### TASK:
The listing below holds a line with "negative clicks: (178, 213) (177, 210)" and a later line with "box: [454, 318, 470, 327]". Write out those two lines and every line between them, exactly, and nothing else.

(SUPPLIED MATERIAL Opens)

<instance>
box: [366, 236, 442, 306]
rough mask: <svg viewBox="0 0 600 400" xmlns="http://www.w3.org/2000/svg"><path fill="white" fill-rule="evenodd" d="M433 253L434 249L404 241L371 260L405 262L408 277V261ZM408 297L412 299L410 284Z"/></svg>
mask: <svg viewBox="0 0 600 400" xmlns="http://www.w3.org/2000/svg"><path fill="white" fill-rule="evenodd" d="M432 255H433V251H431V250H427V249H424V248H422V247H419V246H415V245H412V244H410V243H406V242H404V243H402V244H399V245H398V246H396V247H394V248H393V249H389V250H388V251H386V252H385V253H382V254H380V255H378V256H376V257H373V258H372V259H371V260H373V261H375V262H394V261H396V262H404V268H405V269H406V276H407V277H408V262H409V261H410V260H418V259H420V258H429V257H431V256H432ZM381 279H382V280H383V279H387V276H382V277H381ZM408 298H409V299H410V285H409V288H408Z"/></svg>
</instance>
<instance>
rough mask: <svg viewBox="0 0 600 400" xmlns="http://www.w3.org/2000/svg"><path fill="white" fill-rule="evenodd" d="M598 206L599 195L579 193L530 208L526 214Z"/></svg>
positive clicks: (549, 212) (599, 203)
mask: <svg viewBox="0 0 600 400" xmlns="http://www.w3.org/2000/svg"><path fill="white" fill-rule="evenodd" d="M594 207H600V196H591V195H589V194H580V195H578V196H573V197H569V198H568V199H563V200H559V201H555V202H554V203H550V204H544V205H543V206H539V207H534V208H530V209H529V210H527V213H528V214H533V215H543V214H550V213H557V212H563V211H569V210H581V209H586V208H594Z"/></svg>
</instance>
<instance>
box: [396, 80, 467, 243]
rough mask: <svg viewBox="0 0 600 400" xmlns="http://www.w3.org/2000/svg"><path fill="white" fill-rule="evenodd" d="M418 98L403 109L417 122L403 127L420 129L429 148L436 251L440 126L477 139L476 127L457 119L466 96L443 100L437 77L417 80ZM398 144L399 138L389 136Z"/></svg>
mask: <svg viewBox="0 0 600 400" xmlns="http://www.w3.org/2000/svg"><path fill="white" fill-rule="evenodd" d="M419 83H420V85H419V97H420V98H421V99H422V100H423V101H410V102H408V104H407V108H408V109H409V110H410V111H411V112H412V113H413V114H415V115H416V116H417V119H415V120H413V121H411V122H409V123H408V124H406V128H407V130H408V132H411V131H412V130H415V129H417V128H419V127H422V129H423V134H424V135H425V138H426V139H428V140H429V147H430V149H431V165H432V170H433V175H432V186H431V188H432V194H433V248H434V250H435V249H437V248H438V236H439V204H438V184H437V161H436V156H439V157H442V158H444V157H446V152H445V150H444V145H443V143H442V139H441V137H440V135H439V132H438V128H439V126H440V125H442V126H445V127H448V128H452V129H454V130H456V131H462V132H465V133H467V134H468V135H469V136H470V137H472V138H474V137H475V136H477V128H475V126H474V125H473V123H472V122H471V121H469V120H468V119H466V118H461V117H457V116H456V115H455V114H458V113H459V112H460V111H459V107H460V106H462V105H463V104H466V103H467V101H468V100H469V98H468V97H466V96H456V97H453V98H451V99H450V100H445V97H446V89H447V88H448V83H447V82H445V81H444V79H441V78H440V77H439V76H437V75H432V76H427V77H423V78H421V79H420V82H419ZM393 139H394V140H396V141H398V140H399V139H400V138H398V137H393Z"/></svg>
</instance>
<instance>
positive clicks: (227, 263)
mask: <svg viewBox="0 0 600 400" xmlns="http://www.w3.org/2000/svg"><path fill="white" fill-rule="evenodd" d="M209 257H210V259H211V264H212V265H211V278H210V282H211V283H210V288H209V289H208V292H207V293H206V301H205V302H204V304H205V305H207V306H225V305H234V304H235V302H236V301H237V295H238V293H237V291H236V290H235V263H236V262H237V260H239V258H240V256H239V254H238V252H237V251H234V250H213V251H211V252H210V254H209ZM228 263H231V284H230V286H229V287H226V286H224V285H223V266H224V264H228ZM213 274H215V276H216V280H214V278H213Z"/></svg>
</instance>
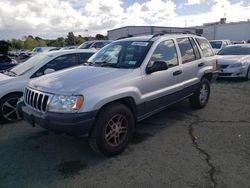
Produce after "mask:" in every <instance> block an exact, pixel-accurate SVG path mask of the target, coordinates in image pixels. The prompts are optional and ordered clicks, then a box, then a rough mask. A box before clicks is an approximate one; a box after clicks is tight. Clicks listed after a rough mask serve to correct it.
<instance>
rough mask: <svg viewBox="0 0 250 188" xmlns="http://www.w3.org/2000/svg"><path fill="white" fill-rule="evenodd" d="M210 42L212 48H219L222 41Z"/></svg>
mask: <svg viewBox="0 0 250 188" xmlns="http://www.w3.org/2000/svg"><path fill="white" fill-rule="evenodd" d="M210 44H211V46H212V48H214V49H220V48H221V44H222V42H221V41H210Z"/></svg>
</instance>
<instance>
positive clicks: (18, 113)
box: [0, 94, 22, 122]
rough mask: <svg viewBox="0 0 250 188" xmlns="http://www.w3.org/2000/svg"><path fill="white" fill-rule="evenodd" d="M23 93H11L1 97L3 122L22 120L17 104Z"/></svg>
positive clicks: (2, 116)
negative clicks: (17, 110)
mask: <svg viewBox="0 0 250 188" xmlns="http://www.w3.org/2000/svg"><path fill="white" fill-rule="evenodd" d="M21 96H22V94H10V95H7V96H5V97H3V98H2V99H0V120H1V121H2V122H15V121H19V120H21V119H22V118H21V116H20V115H19V113H18V112H17V109H16V106H17V102H18V100H19V99H20V98H21Z"/></svg>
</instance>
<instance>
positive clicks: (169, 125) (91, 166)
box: [0, 79, 250, 188]
mask: <svg viewBox="0 0 250 188" xmlns="http://www.w3.org/2000/svg"><path fill="white" fill-rule="evenodd" d="M0 169H1V170H0V187H1V188H6V187H10V188H12V187H14V188H15V187H18V188H28V187H32V188H33V187H39V188H48V187H54V188H59V187H60V188H61V187H72V188H73V187H109V188H110V187H174V188H186V187H197V188H203V187H204V188H212V187H218V188H238V187H239V188H249V187H250V81H248V82H247V81H241V80H234V79H230V80H227V79H223V80H219V81H217V83H215V84H214V85H213V86H212V93H211V98H210V101H209V104H208V106H207V107H206V108H205V109H202V110H192V109H191V108H190V107H189V103H188V101H187V100H185V101H183V102H180V103H178V104H176V105H174V106H171V107H170V108H168V109H167V110H164V111H162V112H161V113H159V114H157V115H154V116H152V117H151V118H148V119H146V120H144V121H143V122H141V123H140V124H138V126H137V130H136V134H135V136H134V139H133V141H132V143H131V144H130V145H129V147H128V148H127V149H126V150H125V151H124V152H123V153H122V154H120V155H119V156H116V157H113V158H105V157H101V156H98V155H96V154H95V153H94V152H93V151H92V150H91V149H90V147H89V146H88V144H87V141H86V139H85V138H72V137H65V136H59V135H55V134H53V133H49V132H47V131H46V130H44V129H42V128H40V127H35V128H32V127H31V126H30V125H28V124H27V123H25V122H23V121H22V122H18V123H10V124H1V126H0Z"/></svg>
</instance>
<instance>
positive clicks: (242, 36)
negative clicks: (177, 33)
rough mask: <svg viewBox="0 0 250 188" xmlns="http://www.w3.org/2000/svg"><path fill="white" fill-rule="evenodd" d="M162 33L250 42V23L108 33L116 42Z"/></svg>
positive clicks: (118, 31)
mask: <svg viewBox="0 0 250 188" xmlns="http://www.w3.org/2000/svg"><path fill="white" fill-rule="evenodd" d="M161 32H168V33H171V32H173V33H175V32H177V33H178V32H191V33H196V34H201V35H202V36H204V37H206V38H207V39H208V40H217V39H229V40H232V41H239V40H245V41H249V40H250V21H244V22H231V23H226V19H225V18H222V19H221V20H220V22H214V23H207V24H204V25H203V26H197V27H160V26H126V27H121V28H117V29H113V30H109V31H108V38H109V39H110V40H116V39H119V38H125V37H129V36H138V35H152V34H156V33H161Z"/></svg>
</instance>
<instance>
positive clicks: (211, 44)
mask: <svg viewBox="0 0 250 188" xmlns="http://www.w3.org/2000/svg"><path fill="white" fill-rule="evenodd" d="M209 42H210V44H211V46H212V48H213V51H214V53H215V54H217V53H218V52H219V51H220V50H221V49H222V48H224V47H226V46H227V45H231V44H232V43H231V41H230V40H210V41H209Z"/></svg>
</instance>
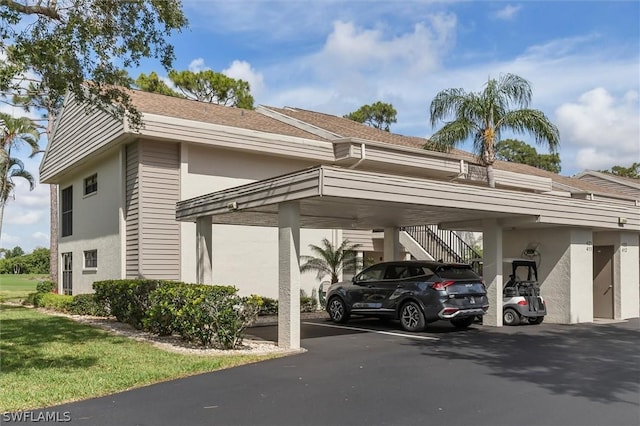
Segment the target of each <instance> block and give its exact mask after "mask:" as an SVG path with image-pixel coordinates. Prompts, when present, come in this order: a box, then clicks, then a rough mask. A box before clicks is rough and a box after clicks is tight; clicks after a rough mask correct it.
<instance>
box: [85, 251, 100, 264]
mask: <svg viewBox="0 0 640 426" xmlns="http://www.w3.org/2000/svg"><path fill="white" fill-rule="evenodd" d="M84 267H85V268H97V267H98V250H87V251H85V252H84Z"/></svg>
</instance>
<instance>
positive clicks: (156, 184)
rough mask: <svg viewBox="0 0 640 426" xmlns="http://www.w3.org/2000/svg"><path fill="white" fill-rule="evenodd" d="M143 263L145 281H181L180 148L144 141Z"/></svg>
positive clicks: (143, 269) (140, 161) (147, 141)
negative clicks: (178, 213) (177, 210)
mask: <svg viewBox="0 0 640 426" xmlns="http://www.w3.org/2000/svg"><path fill="white" fill-rule="evenodd" d="M140 146H141V150H140V151H141V155H140V163H141V164H140V167H141V180H142V190H141V193H142V194H141V225H140V227H141V235H142V236H143V239H142V241H141V245H142V250H141V256H140V264H141V267H140V269H141V271H142V275H143V276H144V277H145V278H158V279H169V280H179V279H180V224H179V222H177V221H176V219H175V217H176V208H175V206H176V202H177V201H178V200H179V198H180V155H179V152H180V151H179V149H180V145H179V144H177V143H168V142H158V141H155V142H153V141H141V142H140Z"/></svg>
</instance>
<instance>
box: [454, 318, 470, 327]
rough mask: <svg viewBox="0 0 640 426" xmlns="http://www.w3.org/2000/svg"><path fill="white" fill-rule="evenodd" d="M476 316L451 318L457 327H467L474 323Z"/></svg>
mask: <svg viewBox="0 0 640 426" xmlns="http://www.w3.org/2000/svg"><path fill="white" fill-rule="evenodd" d="M473 320H474V317H466V318H456V319H452V320H451V324H453V326H454V327H455V328H467V327H469V326H470V325H471V324H473Z"/></svg>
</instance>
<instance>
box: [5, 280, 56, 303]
mask: <svg viewBox="0 0 640 426" xmlns="http://www.w3.org/2000/svg"><path fill="white" fill-rule="evenodd" d="M46 279H49V278H48V276H47V275H35V274H20V275H13V274H0V302H20V301H22V300H24V299H26V298H27V295H28V294H29V293H33V292H34V291H36V285H37V284H38V281H42V280H46Z"/></svg>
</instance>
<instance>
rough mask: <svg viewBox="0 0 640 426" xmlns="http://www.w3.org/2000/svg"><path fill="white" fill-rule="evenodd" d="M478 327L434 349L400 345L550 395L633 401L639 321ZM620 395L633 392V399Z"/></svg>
mask: <svg viewBox="0 0 640 426" xmlns="http://www.w3.org/2000/svg"><path fill="white" fill-rule="evenodd" d="M479 328H480V330H479V331H480V332H472V331H473V330H469V331H468V332H460V333H452V334H451V335H449V336H447V338H442V339H441V340H440V341H439V342H438V345H437V350H435V351H434V349H433V346H431V345H425V344H424V343H422V342H420V341H416V340H407V341H406V342H405V343H404V344H405V345H413V346H418V347H421V346H423V347H424V352H423V355H425V356H429V357H438V358H442V359H447V360H454V359H457V360H466V361H469V362H473V363H475V364H479V365H483V366H486V367H488V368H489V369H490V374H493V375H495V376H497V377H502V378H505V379H508V380H512V381H523V382H530V383H534V384H537V385H539V386H541V387H544V388H546V389H547V390H549V391H550V392H551V393H553V394H558V395H559V394H565V395H571V396H580V397H585V398H588V399H590V400H592V401H598V402H603V403H608V402H623V403H629V404H634V405H638V402H639V399H640V398H639V396H640V389H639V388H638V378H639V377H640V321H639V320H638V319H633V320H630V321H628V322H627V323H624V324H616V325H594V324H580V325H555V324H554V325H544V324H543V325H539V326H520V327H503V328H492V327H485V326H479ZM624 394H626V395H627V396H628V395H629V394H632V395H636V400H635V401H629V400H628V399H625V398H623V397H621V396H622V395H624Z"/></svg>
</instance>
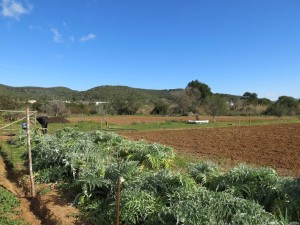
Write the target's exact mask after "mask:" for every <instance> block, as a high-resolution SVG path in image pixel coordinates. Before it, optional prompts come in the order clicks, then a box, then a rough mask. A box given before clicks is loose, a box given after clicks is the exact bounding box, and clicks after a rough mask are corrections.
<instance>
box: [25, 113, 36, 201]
mask: <svg viewBox="0 0 300 225" xmlns="http://www.w3.org/2000/svg"><path fill="white" fill-rule="evenodd" d="M29 117H30V115H29V109H28V108H27V109H26V122H27V124H26V133H27V150H28V161H29V176H30V183H31V197H35V186H34V178H33V173H32V158H31V144H30V118H29Z"/></svg>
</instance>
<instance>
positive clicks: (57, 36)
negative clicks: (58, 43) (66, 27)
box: [51, 28, 63, 43]
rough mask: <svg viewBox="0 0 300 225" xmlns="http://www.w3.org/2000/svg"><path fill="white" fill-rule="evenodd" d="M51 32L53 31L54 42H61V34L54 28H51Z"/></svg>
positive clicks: (52, 31) (58, 31)
mask: <svg viewBox="0 0 300 225" xmlns="http://www.w3.org/2000/svg"><path fill="white" fill-rule="evenodd" d="M51 32H52V33H53V40H54V42H56V43H62V42H63V39H62V36H61V34H60V33H59V31H58V30H57V29H56V28H51Z"/></svg>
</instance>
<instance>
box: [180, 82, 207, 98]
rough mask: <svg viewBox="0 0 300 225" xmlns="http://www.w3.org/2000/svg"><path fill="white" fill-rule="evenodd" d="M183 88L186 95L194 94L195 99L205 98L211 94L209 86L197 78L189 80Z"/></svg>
mask: <svg viewBox="0 0 300 225" xmlns="http://www.w3.org/2000/svg"><path fill="white" fill-rule="evenodd" d="M185 90H186V93H187V95H189V96H195V97H196V99H197V100H201V99H205V98H206V97H208V96H211V95H212V92H211V89H210V87H209V86H208V85H207V84H205V83H201V82H200V81H198V80H192V81H191V82H189V83H188V85H187V87H186V89H185Z"/></svg>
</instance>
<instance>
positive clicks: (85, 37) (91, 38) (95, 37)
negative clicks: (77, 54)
mask: <svg viewBox="0 0 300 225" xmlns="http://www.w3.org/2000/svg"><path fill="white" fill-rule="evenodd" d="M95 38H96V35H95V34H93V33H90V34H88V35H86V36H83V37H82V38H80V41H82V42H84V41H89V40H92V39H95Z"/></svg>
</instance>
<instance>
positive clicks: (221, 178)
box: [208, 165, 280, 211]
mask: <svg viewBox="0 0 300 225" xmlns="http://www.w3.org/2000/svg"><path fill="white" fill-rule="evenodd" d="M208 186H209V188H210V189H212V190H213V189H215V190H217V191H225V192H227V193H231V194H233V195H234V196H237V197H241V198H245V199H249V200H254V201H256V202H257V203H259V204H260V205H262V206H264V208H265V209H266V210H267V211H271V209H272V206H273V205H274V201H275V199H276V198H277V195H278V194H277V193H278V191H279V189H280V182H279V177H278V175H277V173H276V172H275V170H273V169H271V168H258V169H255V168H251V167H248V166H245V165H240V166H238V167H235V168H234V169H232V170H231V171H229V172H228V173H225V174H224V175H222V176H220V177H219V178H218V179H217V180H214V181H213V182H212V183H211V184H209V185H208Z"/></svg>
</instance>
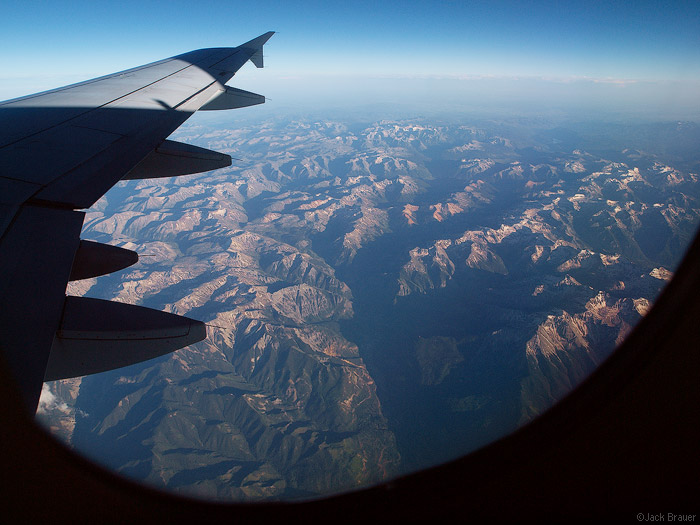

(SUPPLIED MATERIAL Closes)

### WRITTEN SOLUTION:
negative clicks: (178, 213) (177, 210)
mask: <svg viewBox="0 0 640 426" xmlns="http://www.w3.org/2000/svg"><path fill="white" fill-rule="evenodd" d="M140 146H141V150H140V151H141V155H140V163H141V164H140V167H141V180H142V190H141V193H142V194H141V225H140V227H141V235H142V236H143V239H142V241H141V245H142V250H141V256H140V264H141V267H140V269H141V271H142V275H143V276H144V277H145V278H158V279H169V280H179V279H180V224H179V222H177V221H176V219H175V217H176V208H175V206H176V202H177V201H178V200H179V198H180V155H179V152H180V151H179V149H180V145H179V144H177V143H168V142H158V141H155V142H153V141H141V142H140Z"/></svg>
</instance>
<instance>
box: [454, 318, 470, 327]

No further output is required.